### Task to complete
Show every line of the data that contains the string "wall".

[Items listed in a dataset]
>>>>

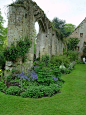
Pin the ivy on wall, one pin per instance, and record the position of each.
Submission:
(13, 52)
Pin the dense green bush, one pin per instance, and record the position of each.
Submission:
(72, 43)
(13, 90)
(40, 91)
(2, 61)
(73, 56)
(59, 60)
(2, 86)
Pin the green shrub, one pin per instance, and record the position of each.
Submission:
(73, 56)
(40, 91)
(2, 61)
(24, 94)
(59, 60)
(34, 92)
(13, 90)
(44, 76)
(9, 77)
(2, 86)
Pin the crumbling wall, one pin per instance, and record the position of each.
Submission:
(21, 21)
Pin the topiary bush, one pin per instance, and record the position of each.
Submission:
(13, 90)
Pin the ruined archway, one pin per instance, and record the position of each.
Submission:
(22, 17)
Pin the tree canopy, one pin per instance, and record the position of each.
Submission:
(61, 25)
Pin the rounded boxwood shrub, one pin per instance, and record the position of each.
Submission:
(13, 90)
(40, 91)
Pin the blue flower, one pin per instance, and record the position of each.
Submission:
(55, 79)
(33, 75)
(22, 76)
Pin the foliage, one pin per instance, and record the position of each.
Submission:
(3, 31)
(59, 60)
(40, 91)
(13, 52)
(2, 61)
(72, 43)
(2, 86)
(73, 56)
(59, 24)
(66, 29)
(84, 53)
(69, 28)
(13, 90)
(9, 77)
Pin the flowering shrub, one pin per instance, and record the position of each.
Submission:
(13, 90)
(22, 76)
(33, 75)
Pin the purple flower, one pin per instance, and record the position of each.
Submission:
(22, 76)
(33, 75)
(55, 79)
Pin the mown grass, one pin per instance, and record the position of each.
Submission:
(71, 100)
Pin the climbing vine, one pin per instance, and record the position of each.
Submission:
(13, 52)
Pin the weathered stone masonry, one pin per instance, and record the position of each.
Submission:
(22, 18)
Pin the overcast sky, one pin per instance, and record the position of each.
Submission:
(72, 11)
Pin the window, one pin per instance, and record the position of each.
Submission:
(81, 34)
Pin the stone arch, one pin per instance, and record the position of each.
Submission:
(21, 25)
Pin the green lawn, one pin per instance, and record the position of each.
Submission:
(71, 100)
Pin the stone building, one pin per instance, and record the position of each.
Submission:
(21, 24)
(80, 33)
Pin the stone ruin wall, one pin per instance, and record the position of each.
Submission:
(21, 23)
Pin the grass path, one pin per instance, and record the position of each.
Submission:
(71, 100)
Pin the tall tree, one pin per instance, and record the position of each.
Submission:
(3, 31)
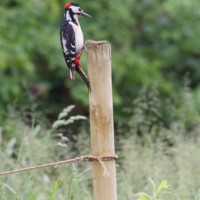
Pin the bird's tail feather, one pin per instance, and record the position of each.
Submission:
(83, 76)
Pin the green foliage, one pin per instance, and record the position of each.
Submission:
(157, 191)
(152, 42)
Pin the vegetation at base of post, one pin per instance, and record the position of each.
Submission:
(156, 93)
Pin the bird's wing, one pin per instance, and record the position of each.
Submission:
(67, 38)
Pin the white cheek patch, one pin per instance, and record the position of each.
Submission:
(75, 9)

<<<<
>>>>

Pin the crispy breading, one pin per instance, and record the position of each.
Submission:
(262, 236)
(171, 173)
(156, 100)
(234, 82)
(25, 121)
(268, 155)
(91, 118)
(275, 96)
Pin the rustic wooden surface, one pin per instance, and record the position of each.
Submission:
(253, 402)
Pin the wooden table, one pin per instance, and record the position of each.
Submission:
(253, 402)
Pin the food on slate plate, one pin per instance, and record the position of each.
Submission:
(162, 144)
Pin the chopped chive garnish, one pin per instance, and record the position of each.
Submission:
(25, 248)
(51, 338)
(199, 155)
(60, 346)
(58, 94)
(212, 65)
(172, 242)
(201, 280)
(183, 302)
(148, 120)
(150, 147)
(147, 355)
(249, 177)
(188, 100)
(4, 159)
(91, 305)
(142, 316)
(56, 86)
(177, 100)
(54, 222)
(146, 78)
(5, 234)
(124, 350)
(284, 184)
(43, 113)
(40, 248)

<<<<

### Exercise solution
Pin the ivy on wall, one pin per instance, and record the position of each.
Pin the crumbling wall, one pin per instance, and record the position of each.
Pin the stone ruin wall, one pin per instance, and record the position of each.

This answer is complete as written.